__REQUIRED WORK__
(1) Which words in the passage on civilian deaths in war end in "-ly"? List every one.
(2) Resume the passage on civilian deaths in war, picking up after its final sentence.

__EXCERPT TO READ__
This is an important question from a legal and humanitarian perspective.
In legal terms, targeting civilians is a war crime. Accidentally killing or maiming them in the pursuit of legitimate military objectives is, well, just too bad. So in judging government’s records of compliance with the law, one needs to measure the difference.
There are policy ramifications to such measurements as well. Over time, atrocities against civilians seem to be falling. But at the same time, some governments seem more complacent than ever about accidental deaths. The assumption behind the wiggle room in the law is that if countries do their best not to hit civilians, then collateral damage will always be the least of the problem for civilian populations. And perhaps this was true in earlier times. But what if in fact the majority of civilian deaths worldwide now come from these “accidents of war”? If so, this would suggest that the laws of war are woefully outdated – that even if fully implemented they do not, in fact, do enough to protect civilians. In that case, humanitarian organizations really should be in an uproar.

__DATASET EXTRACT__

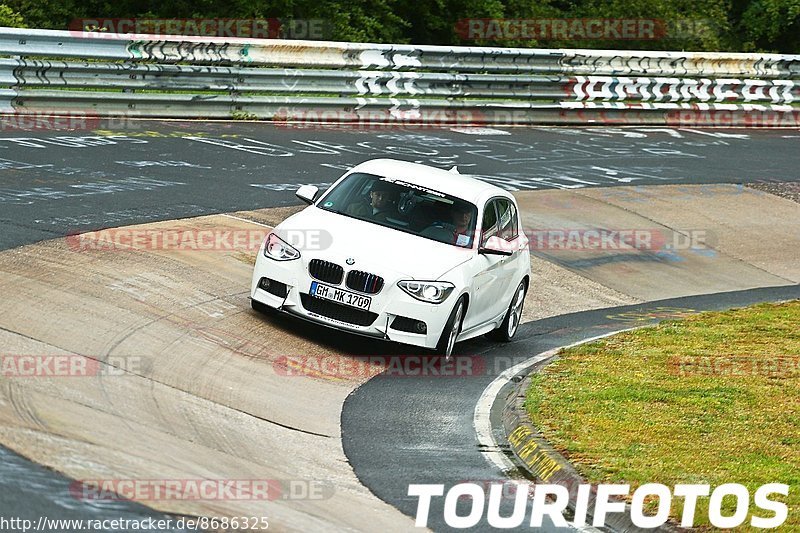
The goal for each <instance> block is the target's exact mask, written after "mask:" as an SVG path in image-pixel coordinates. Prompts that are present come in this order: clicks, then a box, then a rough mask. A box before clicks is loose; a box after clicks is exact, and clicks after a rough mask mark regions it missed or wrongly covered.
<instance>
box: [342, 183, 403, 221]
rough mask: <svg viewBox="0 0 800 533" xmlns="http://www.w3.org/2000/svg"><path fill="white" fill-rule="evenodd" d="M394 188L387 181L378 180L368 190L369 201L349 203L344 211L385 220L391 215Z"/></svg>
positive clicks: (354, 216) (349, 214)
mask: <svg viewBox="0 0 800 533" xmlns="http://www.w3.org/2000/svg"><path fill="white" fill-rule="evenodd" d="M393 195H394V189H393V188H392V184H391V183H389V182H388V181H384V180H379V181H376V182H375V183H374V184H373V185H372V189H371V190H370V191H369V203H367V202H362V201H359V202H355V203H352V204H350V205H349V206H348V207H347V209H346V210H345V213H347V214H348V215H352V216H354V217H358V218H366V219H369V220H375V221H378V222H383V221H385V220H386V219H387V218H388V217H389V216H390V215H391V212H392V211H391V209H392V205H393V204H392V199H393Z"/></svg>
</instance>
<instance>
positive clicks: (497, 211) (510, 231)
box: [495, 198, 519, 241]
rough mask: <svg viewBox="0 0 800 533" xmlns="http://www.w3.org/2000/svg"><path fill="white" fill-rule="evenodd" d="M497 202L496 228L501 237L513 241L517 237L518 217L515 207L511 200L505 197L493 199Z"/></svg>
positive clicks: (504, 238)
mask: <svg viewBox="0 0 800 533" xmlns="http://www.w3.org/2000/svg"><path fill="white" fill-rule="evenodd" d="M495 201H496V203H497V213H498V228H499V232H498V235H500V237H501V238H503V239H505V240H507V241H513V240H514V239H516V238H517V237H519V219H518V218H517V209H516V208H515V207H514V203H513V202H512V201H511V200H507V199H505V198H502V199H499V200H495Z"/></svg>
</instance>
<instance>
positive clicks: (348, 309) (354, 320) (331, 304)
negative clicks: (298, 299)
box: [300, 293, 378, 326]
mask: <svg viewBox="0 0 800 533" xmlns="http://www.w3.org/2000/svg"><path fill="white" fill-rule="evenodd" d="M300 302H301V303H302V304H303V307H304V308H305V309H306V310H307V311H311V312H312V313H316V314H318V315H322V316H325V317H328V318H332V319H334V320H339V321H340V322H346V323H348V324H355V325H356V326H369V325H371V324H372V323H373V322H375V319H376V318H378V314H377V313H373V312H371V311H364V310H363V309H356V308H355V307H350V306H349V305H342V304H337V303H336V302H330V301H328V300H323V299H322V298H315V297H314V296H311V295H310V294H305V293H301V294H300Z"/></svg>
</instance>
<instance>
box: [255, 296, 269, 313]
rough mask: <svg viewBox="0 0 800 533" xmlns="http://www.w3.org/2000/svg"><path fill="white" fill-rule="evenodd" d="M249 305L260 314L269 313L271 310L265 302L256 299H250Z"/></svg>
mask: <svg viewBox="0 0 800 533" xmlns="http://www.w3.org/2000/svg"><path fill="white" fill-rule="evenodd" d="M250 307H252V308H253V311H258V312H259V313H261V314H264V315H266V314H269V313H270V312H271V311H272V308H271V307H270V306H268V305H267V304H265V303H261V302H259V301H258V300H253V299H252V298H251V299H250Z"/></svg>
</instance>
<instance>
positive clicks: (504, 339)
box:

__NUMBERED ANSWERS__
(1) Accidentally, woefully, fully, really

(2)
So what percentage of total civilian deaths are “collateral damage” and is this percentage trending up or down over time? I’ve begun investigating the answer as part of my current book project, and as far as I can tell, no one really knows. Human rights reporting generally doesn’t distinguish intentional from unintentional deaths, treating all civilian casualties as the tragedies that they are. Neither do academic tools such as the Dirty War Index or various datasets on conflict fatalities in general or civilian victimization. Even databases that count casualties for specific wars, like the Iraq Body Count, tend to break down the data into the type incident (suicide bombing v. shooting) rather than the intent of the perpetrator. And if a comprehensive study exists tracking unintentional civilian deaths worldwide, I haven’t heard of it.
So if any of you has, please let me know.